> _GIVEN EXERCISE_: Can you format every line of the data below as a Markdown table with the columns "Row" and "Data line", skipping blank lines and leaving the pictures out?

> _GIVEN RECORDS_:
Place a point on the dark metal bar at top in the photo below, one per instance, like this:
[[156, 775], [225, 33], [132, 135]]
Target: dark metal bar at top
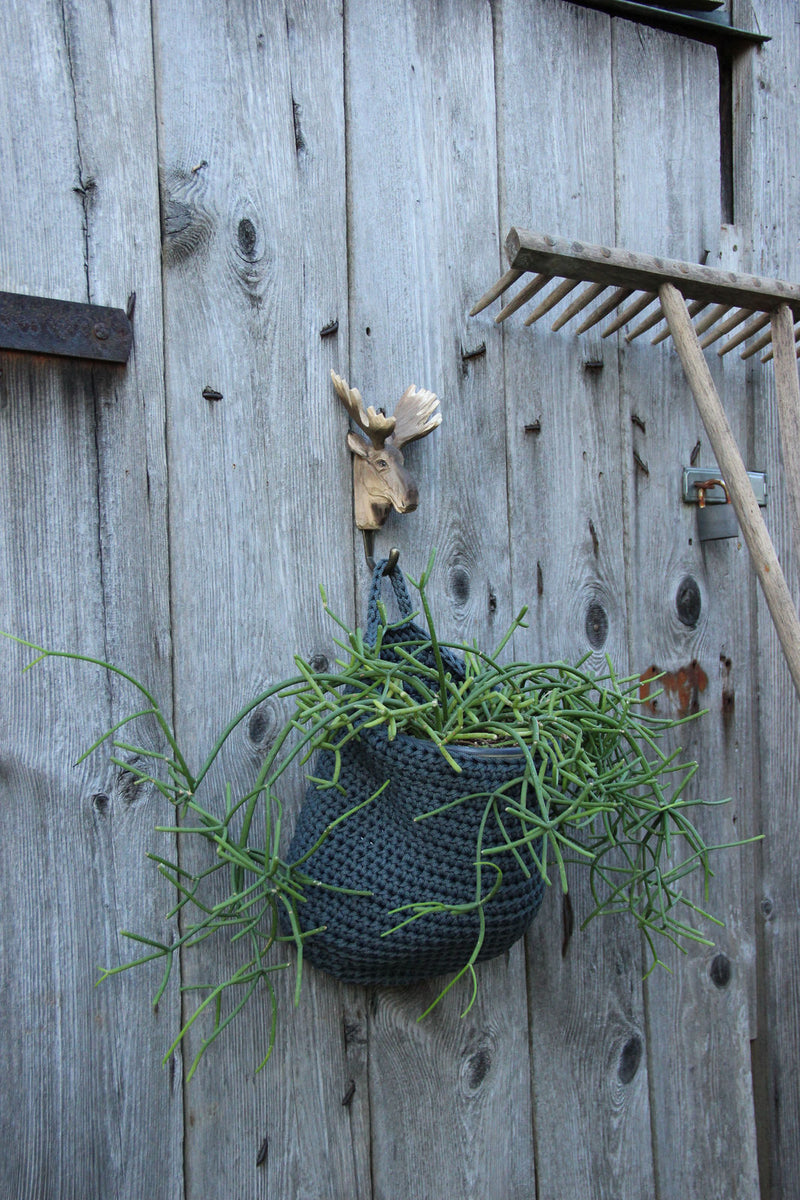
[[621, 268], [60, 327]]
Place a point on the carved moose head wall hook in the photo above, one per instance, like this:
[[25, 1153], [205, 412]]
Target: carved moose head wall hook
[[380, 480]]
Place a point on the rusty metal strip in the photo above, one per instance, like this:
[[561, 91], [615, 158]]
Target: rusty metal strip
[[41, 325]]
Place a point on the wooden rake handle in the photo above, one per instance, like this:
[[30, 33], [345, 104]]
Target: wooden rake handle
[[757, 539]]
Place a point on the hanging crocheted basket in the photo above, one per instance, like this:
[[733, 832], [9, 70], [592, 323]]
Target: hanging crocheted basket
[[400, 861]]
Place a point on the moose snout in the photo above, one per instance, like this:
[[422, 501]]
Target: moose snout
[[408, 499]]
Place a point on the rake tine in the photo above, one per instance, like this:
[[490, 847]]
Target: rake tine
[[495, 291], [725, 327], [585, 298], [626, 315], [557, 294], [711, 318], [765, 358], [523, 297], [758, 345], [607, 306], [751, 328], [648, 323], [693, 309]]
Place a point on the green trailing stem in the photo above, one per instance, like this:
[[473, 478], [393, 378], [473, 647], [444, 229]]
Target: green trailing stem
[[594, 789]]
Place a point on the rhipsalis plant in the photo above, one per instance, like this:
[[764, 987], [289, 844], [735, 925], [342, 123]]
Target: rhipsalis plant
[[591, 786]]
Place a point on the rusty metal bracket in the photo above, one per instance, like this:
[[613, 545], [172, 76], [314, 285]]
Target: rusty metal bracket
[[60, 327]]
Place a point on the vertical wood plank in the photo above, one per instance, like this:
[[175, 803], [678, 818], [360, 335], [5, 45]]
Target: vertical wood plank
[[587, 1018], [84, 562], [769, 196], [449, 1098], [698, 1023], [256, 265]]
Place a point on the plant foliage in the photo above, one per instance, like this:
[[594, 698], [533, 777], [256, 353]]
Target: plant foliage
[[594, 789]]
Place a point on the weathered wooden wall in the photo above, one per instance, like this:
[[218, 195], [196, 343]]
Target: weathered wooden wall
[[253, 172]]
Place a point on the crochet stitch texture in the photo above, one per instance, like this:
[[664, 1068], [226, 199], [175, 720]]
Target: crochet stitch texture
[[380, 849]]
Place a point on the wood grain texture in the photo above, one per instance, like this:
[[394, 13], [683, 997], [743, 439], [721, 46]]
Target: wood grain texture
[[84, 557], [668, 196], [565, 443], [771, 193], [251, 100], [450, 1099], [343, 168]]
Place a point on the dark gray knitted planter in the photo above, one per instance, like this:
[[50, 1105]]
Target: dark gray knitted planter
[[383, 850]]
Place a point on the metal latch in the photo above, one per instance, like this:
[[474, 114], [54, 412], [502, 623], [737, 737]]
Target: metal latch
[[715, 516]]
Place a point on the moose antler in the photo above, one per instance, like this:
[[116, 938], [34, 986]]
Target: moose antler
[[415, 415], [379, 479], [376, 425]]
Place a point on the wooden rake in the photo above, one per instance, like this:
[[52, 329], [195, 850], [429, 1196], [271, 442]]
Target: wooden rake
[[699, 306]]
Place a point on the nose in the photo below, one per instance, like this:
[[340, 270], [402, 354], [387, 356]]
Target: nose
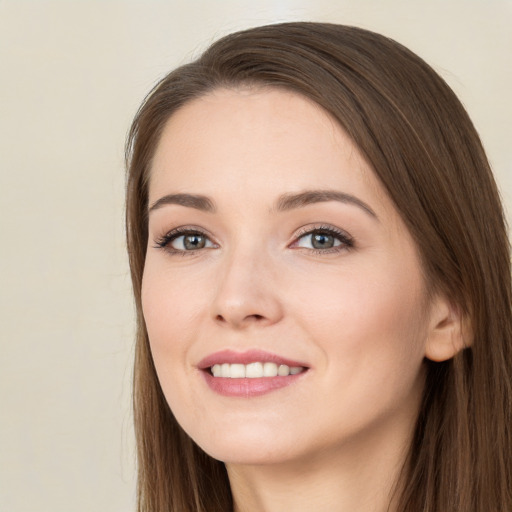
[[246, 292]]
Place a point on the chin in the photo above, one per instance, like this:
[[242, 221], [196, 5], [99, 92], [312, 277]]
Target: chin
[[249, 447]]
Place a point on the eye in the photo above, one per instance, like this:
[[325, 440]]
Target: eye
[[325, 239], [182, 240]]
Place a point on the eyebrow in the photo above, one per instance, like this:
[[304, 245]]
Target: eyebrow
[[284, 202]]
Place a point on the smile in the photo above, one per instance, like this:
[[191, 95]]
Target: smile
[[249, 374], [254, 370]]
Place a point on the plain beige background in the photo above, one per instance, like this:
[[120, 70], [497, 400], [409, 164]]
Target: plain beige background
[[72, 76]]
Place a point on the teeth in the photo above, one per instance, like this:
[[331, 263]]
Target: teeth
[[254, 370]]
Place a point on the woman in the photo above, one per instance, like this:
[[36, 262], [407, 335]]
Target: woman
[[322, 279]]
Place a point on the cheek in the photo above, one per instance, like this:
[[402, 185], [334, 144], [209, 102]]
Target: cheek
[[369, 324]]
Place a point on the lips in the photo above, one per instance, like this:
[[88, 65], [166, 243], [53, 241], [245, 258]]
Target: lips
[[249, 374], [245, 358]]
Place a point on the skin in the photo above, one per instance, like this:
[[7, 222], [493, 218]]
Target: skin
[[359, 318]]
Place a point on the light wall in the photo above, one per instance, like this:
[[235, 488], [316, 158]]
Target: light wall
[[72, 76]]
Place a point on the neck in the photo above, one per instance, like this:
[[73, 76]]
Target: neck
[[361, 475]]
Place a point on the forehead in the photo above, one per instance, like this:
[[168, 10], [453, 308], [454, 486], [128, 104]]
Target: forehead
[[264, 139]]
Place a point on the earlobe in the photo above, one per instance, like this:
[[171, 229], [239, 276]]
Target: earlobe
[[448, 333]]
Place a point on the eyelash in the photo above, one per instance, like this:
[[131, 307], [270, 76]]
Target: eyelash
[[347, 242]]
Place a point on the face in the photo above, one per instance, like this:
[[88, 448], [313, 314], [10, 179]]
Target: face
[[277, 262]]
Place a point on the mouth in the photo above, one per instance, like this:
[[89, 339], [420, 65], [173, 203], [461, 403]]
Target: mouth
[[249, 373], [255, 370]]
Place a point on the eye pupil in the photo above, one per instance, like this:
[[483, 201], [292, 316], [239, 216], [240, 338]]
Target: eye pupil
[[322, 240], [194, 242]]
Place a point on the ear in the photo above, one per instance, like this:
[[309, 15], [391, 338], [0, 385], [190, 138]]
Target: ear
[[448, 333]]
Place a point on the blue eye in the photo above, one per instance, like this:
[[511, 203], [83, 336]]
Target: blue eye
[[325, 239], [184, 240], [319, 240]]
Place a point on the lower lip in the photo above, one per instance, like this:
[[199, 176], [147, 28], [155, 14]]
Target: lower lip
[[247, 388]]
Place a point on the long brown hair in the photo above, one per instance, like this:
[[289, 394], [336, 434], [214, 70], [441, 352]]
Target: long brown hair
[[424, 149]]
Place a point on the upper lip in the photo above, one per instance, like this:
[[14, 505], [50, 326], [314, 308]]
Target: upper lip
[[246, 357]]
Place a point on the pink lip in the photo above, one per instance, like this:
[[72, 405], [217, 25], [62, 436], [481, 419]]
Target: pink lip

> _RESULT OF THIS EXERCISE_:
| Row | Data line |
|---|---|
| 1 | Place a point on the dark metal bar at top in the photo below, one per instance, like this: |
| 2 | [[156, 775], [225, 33], [132, 135]] |
| 3 | Target: dark metal bar at top |
| 4 | [[621, 268], [60, 327]] |
| 5 | Place a point on the carved moose head wall hook in the photo above, one per instance, like this: |
| 6 | [[25, 1153], [205, 412]] |
| 7 | Target: carved moose head wall hook |
| 8 | [[380, 480]] |
| 9 | Place a point on the rusty metal strip in the photo above, one per instance, like this: |
| 10 | [[561, 91], [615, 158]] |
| 11 | Target: rusty metal strip |
| 12 | [[41, 325]] |
| 13 | Place a point on the wooden rake handle in the photo above, one per instance, like this: |
| 14 | [[30, 33], [345, 104]] |
| 15 | Target: wooden rake handle |
| 16 | [[757, 539]] |
| 17 | Place a point on the hanging crocheted basket in the photo above, one per instance, like this: |
| 18 | [[733, 832], [9, 70], [592, 323]] |
| 19 | Target: hanging crocheted basket |
| 20 | [[400, 861]] |
| 21 | Place a point on the moose snout in the photo above, one per instance, like this: |
| 22 | [[422, 501]] |
| 23 | Target: moose snout |
| 24 | [[408, 499]] |
| 25 | Place a point on the rake tine in the photo above, one per instance, like this: |
| 26 | [[490, 847]] |
| 27 | Target: rake tine |
| 28 | [[495, 291], [725, 327], [585, 298], [626, 315], [557, 294], [711, 318], [765, 358], [523, 297], [758, 345], [607, 306], [751, 328], [648, 323], [693, 309]] |
| 29 | Place a point on the green trailing stem in the photo above, one per instance, like this: |
| 30 | [[473, 478], [393, 378], [473, 647], [444, 229]] |
| 31 | Target: green trailing stem |
| 32 | [[594, 789]] |
| 33 | Place a point on the rhipsalis plant in the photo above, one per instance, like this: |
| 34 | [[764, 987], [289, 844], [735, 925], [342, 123]] |
| 35 | Target: rhipsalis plant |
| 36 | [[591, 786]] |
| 37 | Place a point on the rusty metal bracket in the photo above, one per instance, like this: |
| 38 | [[613, 545], [172, 76], [314, 285]] |
| 39 | Target: rusty metal bracket |
| 40 | [[60, 327]] |
| 41 | Place a point on the vertical wood plank in the photo above, one per instance, like this: |
| 42 | [[175, 803], [678, 818], [360, 335], [5, 45]] |
| 43 | Target: vertical wood plank |
| 44 | [[587, 1018], [84, 562], [769, 196], [449, 1098], [698, 1023], [256, 265]] |
| 45 | Place a point on the plant foliage in the photo above, one per instance, like this: |
| 46 | [[594, 698], [533, 777], [256, 353]] |
| 47 | Target: plant foliage |
| 48 | [[594, 789]] |
| 49 | Place a point on the weathered wooden wall in the photo above, one per instance, like this: |
| 50 | [[218, 195], [196, 343]] |
| 51 | Target: weathered wooden wall |
| 52 | [[253, 172]] |
| 53 | Place a point on the crochet stitch texture in the photo above, one per instance, like this: |
| 54 | [[664, 1068], [226, 199], [175, 720]] |
| 55 | Target: crochet stitch texture |
| 56 | [[380, 849]] |
| 57 | Place a point on the wood grain texture in the photo above, one per instance, like this: |
| 58 | [[394, 13], [683, 997], [743, 439], [721, 46]] |
| 59 | Target: wood grain texture |
| 60 | [[84, 557], [668, 196], [565, 443], [771, 193], [251, 100], [450, 1099], [343, 168]] |
| 61 | Place a point on the dark gray knitted planter in the photo above, one per instance, like this: |
| 62 | [[50, 1105]] |
| 63 | Target: dark gray knitted planter |
| 64 | [[383, 850]] |
| 65 | Place a point on the metal latch in the photo above, one per instance, like this: |
| 66 | [[474, 114], [54, 412], [502, 623], [737, 737]] |
| 67 | Target: metal latch |
| 68 | [[715, 516]] |
| 69 | Place a point on the moose antler in the photo above, one per instance, like this: |
| 70 | [[116, 938], [34, 986]] |
| 71 | Target: moose antler |
| 72 | [[415, 415], [379, 479], [376, 425]] |
| 73 | Place a point on the wooden rake in the photo above, one per instance, like this: |
| 74 | [[52, 329], [195, 850], [429, 1196], [271, 442]] |
| 75 | Target: wooden rake |
| 76 | [[699, 306]] |
| 77 | Place a point on the nose in the photo below, one per instance, like this: |
| 78 | [[340, 270], [402, 354], [387, 356]] |
| 79 | Target: nose |
| 80 | [[246, 292]] |
| 81 | Place a point on the chin in the photo above, one per instance, like this: |
| 82 | [[242, 221], [196, 5], [99, 92], [312, 277]] |
| 83 | Target: chin |
| 84 | [[249, 447]] |
| 85 | Place a point on the eye in the photo above, one per instance, like this: |
| 86 | [[325, 440]] |
| 87 | Target: eye |
| 88 | [[325, 239], [182, 240]] |
| 89 | Place a point on the eyebrow in the photo above, one per instance, like this: |
| 90 | [[304, 245]] |
| 91 | Target: eyebrow |
| 92 | [[284, 202]] |
| 93 | Place a point on the smile in the photo above, one per instance, like this: |
| 94 | [[191, 95]] |
| 95 | Target: smile |
| 96 | [[249, 374], [254, 370]] |
| 97 | Place a point on the plain beige background in the photo above, one per instance, like this: |
| 98 | [[120, 70], [497, 400], [409, 164]] |
| 99 | Target: plain beige background |
| 100 | [[72, 76]] |
| 101 | Place a point on the teeth in the photo above, one per instance, like this: |
| 102 | [[331, 263]] |
| 103 | Target: teeth |
| 104 | [[254, 370]] |
| 105 | Place a point on the woman in the photo above, one per instance, like this: |
| 106 | [[36, 262], [407, 335]] |
| 107 | Target: woman |
| 108 | [[322, 279]] |
| 109 | Place a point on the cheek in the photo above, one per instance, like this: |
| 110 | [[402, 185], [334, 144], [209, 102]] |
| 111 | Target: cheek |
| 112 | [[369, 324]] |
| 113 | Place a point on the lips in the photo above, one per instance, like this: |
| 114 | [[88, 65], [166, 243], [53, 241], [245, 258]] |
| 115 | Target: lips |
| 116 | [[249, 374], [245, 358]] |
| 117 | Place a point on the skin in the photo above, one per instance, like this: |
| 118 | [[7, 222], [493, 218]] |
| 119 | Target: skin |
| 120 | [[359, 318]] |
| 121 | Place a point on the light wall in the photo above, one per instance, like this: |
| 122 | [[235, 488], [316, 158]] |
| 123 | Target: light wall |
| 124 | [[72, 76]] |
| 125 | Place a point on the neck in the photo above, one per instance, like this: |
| 126 | [[73, 76]] |
| 127 | Target: neck |
| 128 | [[361, 475]] |
| 129 | Place a point on the forehead in the photo above, one per instance, like this: |
| 130 | [[168, 10], [453, 308], [454, 486], [128, 104]] |
| 131 | Target: forehead |
| 132 | [[264, 139]] |
| 133 | Place a point on the earlobe in the photo above, one per instance, like this: |
| 134 | [[171, 229], [239, 276]] |
| 135 | Target: earlobe |
| 136 | [[448, 333]] |
| 137 | Place a point on the eyelash in the photo above, one per instance, like this: |
| 138 | [[131, 307], [270, 76]] |
| 139 | Target: eyelash |
| 140 | [[347, 242]] |
| 141 | Place a point on the face in the photo above, one per instance, like this: |
| 142 | [[88, 448], [313, 314], [10, 179]] |
| 143 | Target: face |
| 144 | [[277, 262]] |
| 145 | Place a point on the mouth in the photo above, one per instance, like this: |
| 146 | [[89, 339], [420, 65], [173, 203], [461, 403]] |
| 147 | Target: mouth |
| 148 | [[249, 373], [255, 370]] |
| 149 | Place a point on the eye pupil in the photo above, one per instance, like this: |
| 150 | [[483, 201], [292, 316], [239, 216], [240, 338]] |
| 151 | Target: eye pupil |
| 152 | [[322, 240], [194, 242]] |
| 153 | Place a point on the ear in the photo above, one per instance, like this: |
| 154 | [[309, 15], [391, 338], [0, 385], [190, 138]] |
| 155 | Target: ear |
| 156 | [[448, 333]] |
| 157 | Place a point on the blue eye in the photo above, one per instance, like this: |
| 158 | [[511, 203], [83, 336]] |
| 159 | Target: blue eye |
| 160 | [[325, 239], [184, 240], [319, 240]] |
| 161 | Place a point on the lower lip in the photo above, one per instance, like this: |
| 162 | [[199, 176], [147, 28], [155, 14]] |
| 163 | Target: lower lip |
| 164 | [[247, 388]] |
| 165 | Place a point on the long brown hair in the photo above, one per instance, like this: |
| 166 | [[289, 394], [336, 434], [214, 70], [441, 352]] |
| 167 | Target: long brown hair |
| 168 | [[424, 149]] |
| 169 | Place a point on the upper lip in the photo above, one per instance, like this: |
| 170 | [[14, 505], [50, 326], [314, 308]] |
| 171 | Target: upper lip |
| 172 | [[246, 357]] |
| 173 | Place a point on the pink lip in the photo above, one per instance, like this: |
| 174 | [[72, 405], [217, 25], [62, 436], [481, 419]] |
| 175 | Target: pink lip |